_Your instructions_:
Return every record in full. Match each one exactly.

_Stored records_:

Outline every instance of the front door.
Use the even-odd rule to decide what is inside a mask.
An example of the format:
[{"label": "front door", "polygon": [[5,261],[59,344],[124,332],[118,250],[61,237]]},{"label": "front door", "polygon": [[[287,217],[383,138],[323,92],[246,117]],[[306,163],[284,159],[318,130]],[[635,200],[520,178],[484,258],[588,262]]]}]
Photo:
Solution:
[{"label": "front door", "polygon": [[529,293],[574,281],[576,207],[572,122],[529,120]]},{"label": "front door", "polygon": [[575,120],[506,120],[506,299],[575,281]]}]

_Result of the exercise_:
Outline every instance of the front door.
Use the even-odd rule to decide what is inside a mask.
An example of the format:
[{"label": "front door", "polygon": [[5,261],[59,344],[124,332],[118,250],[61,237]]},{"label": "front door", "polygon": [[[287,217],[383,138],[323,92],[246,117]],[[306,163],[284,159],[318,130]],[[635,200],[520,178],[484,258],[588,262]]]}]
Photo:
Solution:
[{"label": "front door", "polygon": [[529,293],[574,281],[576,207],[572,122],[529,120]]},{"label": "front door", "polygon": [[575,120],[506,120],[506,299],[575,281]]}]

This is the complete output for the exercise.